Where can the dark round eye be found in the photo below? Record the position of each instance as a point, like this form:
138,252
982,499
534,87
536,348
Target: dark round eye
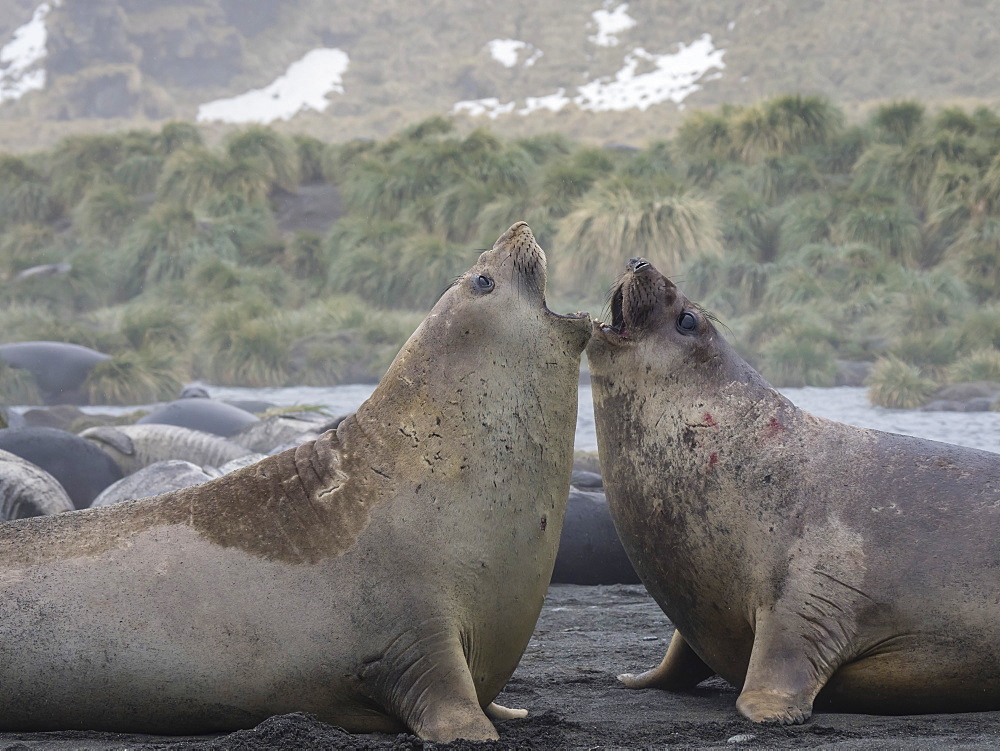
687,322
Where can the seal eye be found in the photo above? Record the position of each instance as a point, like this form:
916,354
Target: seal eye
687,322
483,283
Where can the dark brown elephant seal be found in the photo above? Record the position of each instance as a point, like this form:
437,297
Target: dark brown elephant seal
799,558
383,577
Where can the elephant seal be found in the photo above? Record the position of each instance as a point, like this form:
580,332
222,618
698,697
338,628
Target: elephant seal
382,577
154,479
275,430
589,549
79,466
207,415
28,490
799,558
133,447
59,368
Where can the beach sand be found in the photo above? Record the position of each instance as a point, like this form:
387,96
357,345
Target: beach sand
585,636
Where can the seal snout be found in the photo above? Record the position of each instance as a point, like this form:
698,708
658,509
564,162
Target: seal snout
638,264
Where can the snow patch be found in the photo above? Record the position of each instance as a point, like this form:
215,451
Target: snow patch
489,106
609,24
19,58
505,51
552,102
508,51
674,77
305,85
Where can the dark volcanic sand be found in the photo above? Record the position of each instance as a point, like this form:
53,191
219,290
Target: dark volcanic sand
567,681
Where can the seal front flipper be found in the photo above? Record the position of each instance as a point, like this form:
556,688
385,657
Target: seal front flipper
498,712
788,666
424,679
681,668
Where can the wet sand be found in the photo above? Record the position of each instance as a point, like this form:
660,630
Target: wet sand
567,681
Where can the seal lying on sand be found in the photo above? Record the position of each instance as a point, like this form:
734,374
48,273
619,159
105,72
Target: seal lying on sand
799,558
384,576
28,490
133,447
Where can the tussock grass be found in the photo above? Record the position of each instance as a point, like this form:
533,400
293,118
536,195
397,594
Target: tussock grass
134,377
813,239
979,365
896,384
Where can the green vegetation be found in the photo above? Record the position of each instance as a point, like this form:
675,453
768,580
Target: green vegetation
814,239
897,384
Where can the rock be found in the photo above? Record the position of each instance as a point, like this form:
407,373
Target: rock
585,480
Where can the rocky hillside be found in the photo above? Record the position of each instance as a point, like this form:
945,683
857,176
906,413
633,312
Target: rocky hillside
338,69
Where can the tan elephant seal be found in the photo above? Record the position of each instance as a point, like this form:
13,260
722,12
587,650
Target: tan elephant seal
799,558
382,577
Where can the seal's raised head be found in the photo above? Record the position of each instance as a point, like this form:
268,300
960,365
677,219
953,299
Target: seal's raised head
652,322
504,294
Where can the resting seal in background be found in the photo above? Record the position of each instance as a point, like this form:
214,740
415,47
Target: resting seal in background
384,576
79,466
799,558
28,490
133,447
59,368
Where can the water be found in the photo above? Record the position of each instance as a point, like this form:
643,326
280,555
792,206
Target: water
979,430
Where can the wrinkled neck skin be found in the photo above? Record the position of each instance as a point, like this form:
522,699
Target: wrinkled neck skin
477,442
676,479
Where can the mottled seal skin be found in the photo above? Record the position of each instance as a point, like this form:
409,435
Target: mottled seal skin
382,577
133,447
799,558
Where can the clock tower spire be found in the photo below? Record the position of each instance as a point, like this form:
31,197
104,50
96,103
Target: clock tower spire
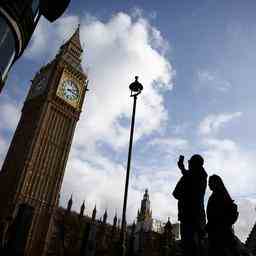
34,167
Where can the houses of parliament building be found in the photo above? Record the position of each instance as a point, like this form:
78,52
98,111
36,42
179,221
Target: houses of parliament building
31,222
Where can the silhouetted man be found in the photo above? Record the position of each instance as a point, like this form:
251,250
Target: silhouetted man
189,192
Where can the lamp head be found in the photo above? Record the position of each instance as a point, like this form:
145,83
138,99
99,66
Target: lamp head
136,87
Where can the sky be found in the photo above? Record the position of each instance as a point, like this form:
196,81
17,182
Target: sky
196,60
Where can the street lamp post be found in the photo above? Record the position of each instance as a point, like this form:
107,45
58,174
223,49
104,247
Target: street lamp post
136,88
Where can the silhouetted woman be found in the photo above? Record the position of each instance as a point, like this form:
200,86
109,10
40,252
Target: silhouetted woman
221,216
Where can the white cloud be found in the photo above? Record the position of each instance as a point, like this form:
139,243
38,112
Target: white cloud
171,142
213,123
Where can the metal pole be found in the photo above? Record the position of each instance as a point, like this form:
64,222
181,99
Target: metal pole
123,227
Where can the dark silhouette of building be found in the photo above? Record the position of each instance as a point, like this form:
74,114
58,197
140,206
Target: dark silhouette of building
94,236
34,167
144,215
18,20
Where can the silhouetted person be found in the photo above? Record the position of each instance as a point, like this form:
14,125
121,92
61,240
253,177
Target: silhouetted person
221,215
189,192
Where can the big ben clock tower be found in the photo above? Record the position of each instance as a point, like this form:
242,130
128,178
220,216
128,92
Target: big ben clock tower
32,173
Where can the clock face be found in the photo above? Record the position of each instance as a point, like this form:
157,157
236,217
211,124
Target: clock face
70,90
41,84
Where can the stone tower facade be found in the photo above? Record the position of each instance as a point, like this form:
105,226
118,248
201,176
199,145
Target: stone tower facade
32,173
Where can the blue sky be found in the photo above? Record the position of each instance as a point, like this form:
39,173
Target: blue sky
196,60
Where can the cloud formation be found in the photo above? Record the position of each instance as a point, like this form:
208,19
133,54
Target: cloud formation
212,80
114,52
214,122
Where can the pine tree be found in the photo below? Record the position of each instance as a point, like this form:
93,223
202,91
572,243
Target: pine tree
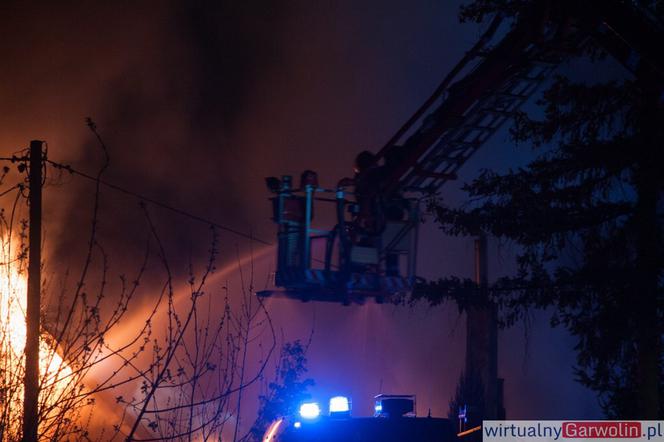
586,214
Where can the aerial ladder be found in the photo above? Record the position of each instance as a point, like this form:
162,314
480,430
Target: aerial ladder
494,79
489,85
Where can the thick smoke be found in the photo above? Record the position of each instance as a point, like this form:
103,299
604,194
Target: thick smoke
198,101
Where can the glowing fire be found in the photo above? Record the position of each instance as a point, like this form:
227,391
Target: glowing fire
54,371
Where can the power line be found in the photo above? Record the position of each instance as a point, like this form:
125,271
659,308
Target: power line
155,202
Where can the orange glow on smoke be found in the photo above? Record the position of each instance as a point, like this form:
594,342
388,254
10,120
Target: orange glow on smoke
53,370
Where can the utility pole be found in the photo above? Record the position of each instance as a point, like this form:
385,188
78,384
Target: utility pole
31,381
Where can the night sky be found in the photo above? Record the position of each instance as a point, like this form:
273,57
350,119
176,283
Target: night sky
199,101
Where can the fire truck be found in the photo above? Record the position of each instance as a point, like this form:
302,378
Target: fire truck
371,250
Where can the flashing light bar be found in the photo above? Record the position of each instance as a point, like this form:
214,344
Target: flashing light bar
339,404
310,410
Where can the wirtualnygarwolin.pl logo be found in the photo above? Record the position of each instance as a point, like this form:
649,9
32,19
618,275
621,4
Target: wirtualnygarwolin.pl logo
572,431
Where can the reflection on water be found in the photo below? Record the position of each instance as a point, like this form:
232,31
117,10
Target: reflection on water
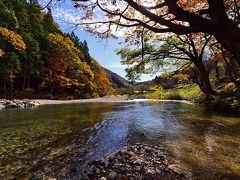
205,144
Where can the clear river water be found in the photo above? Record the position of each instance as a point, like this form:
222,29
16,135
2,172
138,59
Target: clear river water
56,140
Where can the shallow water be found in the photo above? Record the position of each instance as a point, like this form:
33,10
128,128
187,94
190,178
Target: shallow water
50,140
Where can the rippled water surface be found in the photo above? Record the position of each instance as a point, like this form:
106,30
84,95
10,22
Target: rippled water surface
59,139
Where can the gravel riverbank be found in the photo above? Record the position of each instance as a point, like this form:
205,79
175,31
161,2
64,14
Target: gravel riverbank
137,162
11,104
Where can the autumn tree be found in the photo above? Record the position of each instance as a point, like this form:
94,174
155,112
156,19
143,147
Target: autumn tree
175,52
216,17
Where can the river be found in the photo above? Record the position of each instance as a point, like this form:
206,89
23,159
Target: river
57,140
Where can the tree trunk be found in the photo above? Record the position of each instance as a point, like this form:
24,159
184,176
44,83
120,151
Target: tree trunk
5,87
28,81
217,71
203,75
229,37
11,83
24,82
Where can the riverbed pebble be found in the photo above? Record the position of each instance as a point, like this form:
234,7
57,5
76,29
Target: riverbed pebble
136,162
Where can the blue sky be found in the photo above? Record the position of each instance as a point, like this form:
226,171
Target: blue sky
102,50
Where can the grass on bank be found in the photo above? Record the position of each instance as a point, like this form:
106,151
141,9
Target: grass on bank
188,92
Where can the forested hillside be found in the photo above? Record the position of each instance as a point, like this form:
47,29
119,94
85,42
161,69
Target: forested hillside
37,58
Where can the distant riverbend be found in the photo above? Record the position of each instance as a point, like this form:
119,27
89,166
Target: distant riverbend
58,140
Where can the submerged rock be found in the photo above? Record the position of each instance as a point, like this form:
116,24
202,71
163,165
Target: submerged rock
135,162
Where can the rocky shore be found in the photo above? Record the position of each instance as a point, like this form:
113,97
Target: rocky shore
11,104
138,162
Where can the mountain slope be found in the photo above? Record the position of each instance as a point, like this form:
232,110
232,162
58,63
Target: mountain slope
117,80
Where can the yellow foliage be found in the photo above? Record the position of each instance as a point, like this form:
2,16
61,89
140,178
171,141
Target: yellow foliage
13,38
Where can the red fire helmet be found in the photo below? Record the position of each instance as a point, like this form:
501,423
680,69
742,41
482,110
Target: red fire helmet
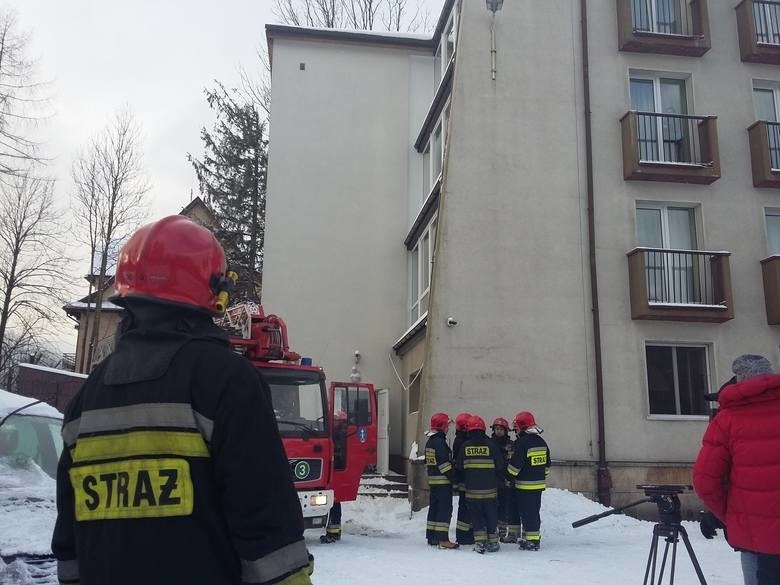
440,422
461,420
476,423
524,420
171,260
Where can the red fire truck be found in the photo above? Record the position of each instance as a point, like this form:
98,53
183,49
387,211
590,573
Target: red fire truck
329,431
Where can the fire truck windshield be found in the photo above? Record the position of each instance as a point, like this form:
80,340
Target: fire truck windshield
299,399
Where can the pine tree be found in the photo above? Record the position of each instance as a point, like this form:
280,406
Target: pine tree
232,180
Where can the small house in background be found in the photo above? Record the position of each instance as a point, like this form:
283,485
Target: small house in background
82,311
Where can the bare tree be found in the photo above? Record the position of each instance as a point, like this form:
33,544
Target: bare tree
20,101
33,265
110,200
389,15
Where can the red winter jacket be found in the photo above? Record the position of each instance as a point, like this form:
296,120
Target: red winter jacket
737,472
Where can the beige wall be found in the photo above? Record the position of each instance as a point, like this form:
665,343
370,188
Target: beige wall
337,209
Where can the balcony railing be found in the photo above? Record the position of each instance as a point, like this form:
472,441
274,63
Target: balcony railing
758,25
671,27
770,271
680,285
670,147
764,140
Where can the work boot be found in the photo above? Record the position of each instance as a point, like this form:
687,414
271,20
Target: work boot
329,538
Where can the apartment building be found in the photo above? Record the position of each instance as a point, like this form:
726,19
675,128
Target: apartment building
568,207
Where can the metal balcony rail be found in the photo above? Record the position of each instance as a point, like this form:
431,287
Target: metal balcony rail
664,17
773,143
681,277
766,16
670,138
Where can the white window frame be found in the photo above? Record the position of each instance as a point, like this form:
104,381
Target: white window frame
774,212
424,263
707,386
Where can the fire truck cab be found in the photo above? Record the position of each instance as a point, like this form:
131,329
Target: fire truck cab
329,431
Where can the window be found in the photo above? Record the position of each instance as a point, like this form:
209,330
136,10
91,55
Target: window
677,379
773,231
414,392
420,262
666,134
766,99
659,16
675,273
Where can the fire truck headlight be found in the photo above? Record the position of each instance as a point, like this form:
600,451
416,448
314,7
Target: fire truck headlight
319,500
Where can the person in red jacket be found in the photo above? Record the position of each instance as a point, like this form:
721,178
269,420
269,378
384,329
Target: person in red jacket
737,472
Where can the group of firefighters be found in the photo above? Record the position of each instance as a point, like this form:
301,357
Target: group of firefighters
499,482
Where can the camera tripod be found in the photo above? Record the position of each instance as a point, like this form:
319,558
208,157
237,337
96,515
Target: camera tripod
671,533
666,499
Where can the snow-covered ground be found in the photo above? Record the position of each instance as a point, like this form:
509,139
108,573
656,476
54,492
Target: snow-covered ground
384,545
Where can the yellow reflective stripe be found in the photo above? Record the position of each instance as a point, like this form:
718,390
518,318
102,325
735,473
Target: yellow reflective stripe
137,443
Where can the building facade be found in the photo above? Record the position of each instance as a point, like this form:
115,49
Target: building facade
563,207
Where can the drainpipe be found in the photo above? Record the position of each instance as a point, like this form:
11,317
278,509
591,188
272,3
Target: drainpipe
603,476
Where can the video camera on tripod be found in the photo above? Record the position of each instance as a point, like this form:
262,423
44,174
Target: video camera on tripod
667,500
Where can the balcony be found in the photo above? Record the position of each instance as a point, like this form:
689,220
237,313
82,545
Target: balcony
680,285
670,147
764,140
758,26
770,270
669,27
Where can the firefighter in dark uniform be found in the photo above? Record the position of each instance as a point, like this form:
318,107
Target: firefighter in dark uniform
483,468
507,530
463,531
441,476
529,468
174,470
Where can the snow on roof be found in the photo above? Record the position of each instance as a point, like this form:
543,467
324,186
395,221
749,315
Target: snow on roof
10,402
82,305
55,370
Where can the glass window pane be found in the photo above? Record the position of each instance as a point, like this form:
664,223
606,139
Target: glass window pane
642,96
673,100
773,232
648,227
682,228
660,379
692,379
765,104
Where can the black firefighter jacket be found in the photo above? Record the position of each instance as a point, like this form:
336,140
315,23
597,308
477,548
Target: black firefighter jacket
438,460
482,464
181,478
530,463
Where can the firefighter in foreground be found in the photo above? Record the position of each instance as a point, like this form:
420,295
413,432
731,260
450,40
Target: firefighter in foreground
508,525
529,468
174,470
483,469
463,531
441,476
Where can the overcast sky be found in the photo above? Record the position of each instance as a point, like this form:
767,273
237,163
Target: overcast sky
155,56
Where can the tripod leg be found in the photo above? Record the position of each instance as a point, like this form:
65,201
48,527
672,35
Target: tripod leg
692,555
651,559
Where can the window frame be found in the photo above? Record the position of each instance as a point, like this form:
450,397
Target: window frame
418,260
707,347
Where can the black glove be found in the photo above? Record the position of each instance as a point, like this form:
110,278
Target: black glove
709,524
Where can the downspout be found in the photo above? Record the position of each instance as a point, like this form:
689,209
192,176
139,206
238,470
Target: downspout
603,476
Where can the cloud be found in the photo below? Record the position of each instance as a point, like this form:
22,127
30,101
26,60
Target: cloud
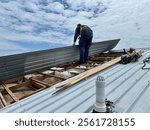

→ **Written request**:
Pull out every line of the material above that contains the word "wrinkled", and copy each one in full. Treat uppercase and lowercase letters as different.

→ **Result of the task**:
Where can the wrinkled neck skin be found in the photo above? Record the position of each instance as a point, like this form:
Target: wrinkled neck skin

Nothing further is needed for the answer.